═════ PAGE ═════
# I ran in to one of *those* people! <rant>



## rockhead (Jul 8, 2007)

I took Rookie to the local Animal Kingdom today to pick out some new chew toys. On my way out, I ran in to _her._

She was on her way in and walking towards me through the parking lot. She looked at Rookie, went "awww", and asked me "Do you mind if I ask you a question?"

She started telling me that she is recently divorced and has a Dachshund, but wants "something that commands a little more respect... you know, a watchdog."  She THEN tells me that she saw a nice 4-month old GSD pup in a local pet shop. :angryfire: She stopped talking when she sensed my disgust with the pet shop remark. I told her how I would never, ever purchase an animal from one of those places. She moved on.

Her questions included: 
1. "Do they shed alot?"
2. "Are they hard to manage?"
3. "Do they get along with other dogs?"
4. "How are they with kids?"

I swear, I was trying my best to be polite, but it was hot and this moron obviously had NO CLUE what she might be getting herself in to. First, I answered the questions as follows; 

1. "That's why they're called 'German Shedders'",
2. "This is a powerful breed that requires training and something to do; if they get bored they _will_ eat your house."
3. "Socialization with people and animals is the key - I've taken this guy everywhere with me since I got him. It's alot of work."
4. "My 3-year old niece sleeps in his crate with him from time to time".

When she brought up the whole watchdog thing again, I let her have it; "I have to tell you that if you're planning on getting a Shepherd as a 'watchdog', and you're not planning on putting the time in, you're going to have an unmanagable, unapproachable, dangerous dog." At this point, Rookie had picked out a shady spot under a nearby tree and lay down. "This guy is a total pussycat, but he hackles up whenever the doorbell rings or a car pulls in the driveway. He just does that. He's not a 'watchdog'; he's my kid. I cannot place enough emphasis on how much attention these dogs need."

She thanked me, I wished her luck, and we went our separate ways.

I hope I talked her out of it.


----------



## BlackPuppy (Mar 29, 2007)

Well, people need to learn these things. You did a good job giving her the facts. Sometimes it just doesn't sink in. 

I chose my first dog for a couple of reasons, but I also wanted a dog with a "look" that would make the bad guys think twice.


----------



## Jessiewessie99 (Mar 6, 2009)

SOmetimes people will listen and sometimes people will not listen. You could have suggested her to go to an animal shelter...


----------



## selzer (May 7, 2005)

Kudos to the "moron" for not buying the puppy first and then asking the questions after she had problems with him. 

Frankly, it is frustrating to hear about people buying a dog from a pet store. For the general public, I think it is we the dog people that have failed to let them know that they are supporting the worst people on the face of the earth and the suffering in such places. But I have had someone who works at our local pound tell me she got the shepherd puppy she was in class with from a pet store. There is absolutely no excuse for that. And yet, it happens. 

I think that if you polled the people who have joined this site, and asked them, how many of them would be in the number who bought the puppy first and then looked for answers about general questions after they already owned the pup, you would find that many of them did buy first and ask questions later.

So I think your vent and idiot/moron comments, "her" etc, well I think it is misdirected.
═════ STORED DATA ═════
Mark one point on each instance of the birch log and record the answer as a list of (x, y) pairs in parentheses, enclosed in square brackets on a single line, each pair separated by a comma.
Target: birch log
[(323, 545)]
═════
- EXERCISE REQUIREMENTS -
A – List the four numbered questions the woman in the parking lot asked about German Shepherds in the forum thread.
B – Reproduce the forum thread word for word from "## Jessiewessie99 (Mar" up to and including "(May 7, 2005)".
C – According to the forum thread, how old was the German Shepherd pup the woman saw in a local pet shop?

- TASK RESPONSES -
A –
1. "Do they shed alot?"
2. "Are they hard to manage?"
3. "Do they get along with other dogs?"
4. "How are they with kids?"

B –
## Jessiewessie99 (Mar 6, 2009)

SOmetimes people will listen and sometimes people will not listen. You could have suggested her to go to an animal shelter...


----------



## selzer (May 7, 2005)

C – It was 4 months old.